§ **SET EXERCISE**: According to the glossary history below, when did the writer first see the Web?

History of this online economics glossary
In early 1995 I was struggling with my first year of graduate economics.
I was struck by the amount of time one could spend trying to find a clear
definition of a technical term, or a term in wide use among specialists.
Even professors often did not seem to be able to give an unambiguous,
starting-from-scratch sort of definition, but to make analogies, present
related mathematics, or cite authorities. And in journal articles it
would be assumed naturally that the reader knew relevant definitions.
So I tried to make a glossary for myself on paper. Having recently seen
the Web for the first time in Nov 1994, and having been blown away by it,
it wasn't long before I envisioned that the glossary could be, and should
be, on the Web, where it couldn't get lost (as my own papers often do),
and where it would be globally accessible -- to just me from various
locations, perhaps, but in principle to everybody. (The economics of the
Web are amazing; the glossary's construction might be worth the effort
even if only I ever used it, and having made it, the costs of making it
available to millions of others wouldn't be very high.)

§ **MATERIAL**:

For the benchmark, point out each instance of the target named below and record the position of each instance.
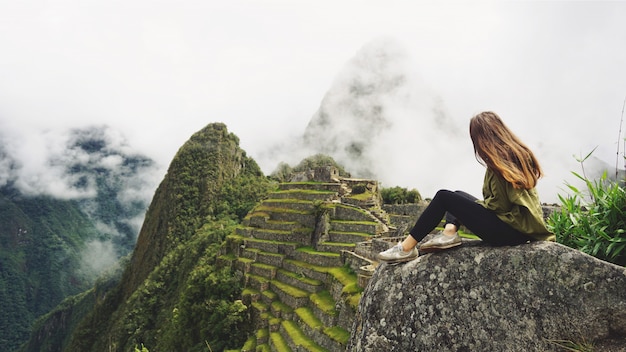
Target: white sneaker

---

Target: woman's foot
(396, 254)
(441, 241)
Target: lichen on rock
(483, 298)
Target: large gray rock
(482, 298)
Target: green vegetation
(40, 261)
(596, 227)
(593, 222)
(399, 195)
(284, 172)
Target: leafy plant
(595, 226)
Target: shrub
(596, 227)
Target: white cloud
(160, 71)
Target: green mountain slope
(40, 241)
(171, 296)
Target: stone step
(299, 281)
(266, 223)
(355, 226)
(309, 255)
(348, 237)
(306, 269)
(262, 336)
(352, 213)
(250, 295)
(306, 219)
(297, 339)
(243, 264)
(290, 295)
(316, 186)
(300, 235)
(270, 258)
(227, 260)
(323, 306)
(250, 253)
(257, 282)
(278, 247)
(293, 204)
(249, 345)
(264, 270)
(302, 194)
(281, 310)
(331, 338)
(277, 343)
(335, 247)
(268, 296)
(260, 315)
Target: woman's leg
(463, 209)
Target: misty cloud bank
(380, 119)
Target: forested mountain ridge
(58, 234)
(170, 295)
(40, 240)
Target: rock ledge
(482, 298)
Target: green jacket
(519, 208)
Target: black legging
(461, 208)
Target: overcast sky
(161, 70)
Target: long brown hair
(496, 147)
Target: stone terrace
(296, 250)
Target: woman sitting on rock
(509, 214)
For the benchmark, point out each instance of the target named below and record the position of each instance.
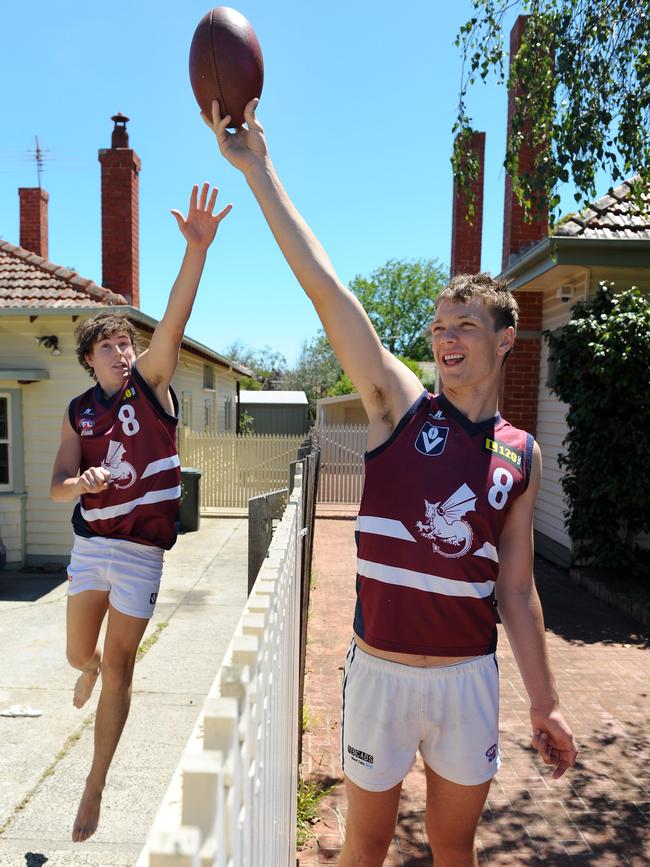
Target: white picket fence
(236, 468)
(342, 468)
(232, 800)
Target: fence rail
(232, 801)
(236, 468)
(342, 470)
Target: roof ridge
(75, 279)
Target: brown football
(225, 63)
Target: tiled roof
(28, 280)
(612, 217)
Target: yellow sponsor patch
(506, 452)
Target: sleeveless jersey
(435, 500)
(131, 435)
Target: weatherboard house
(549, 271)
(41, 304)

§ **ANSWER TO THE EXERCISE**: In November 1994.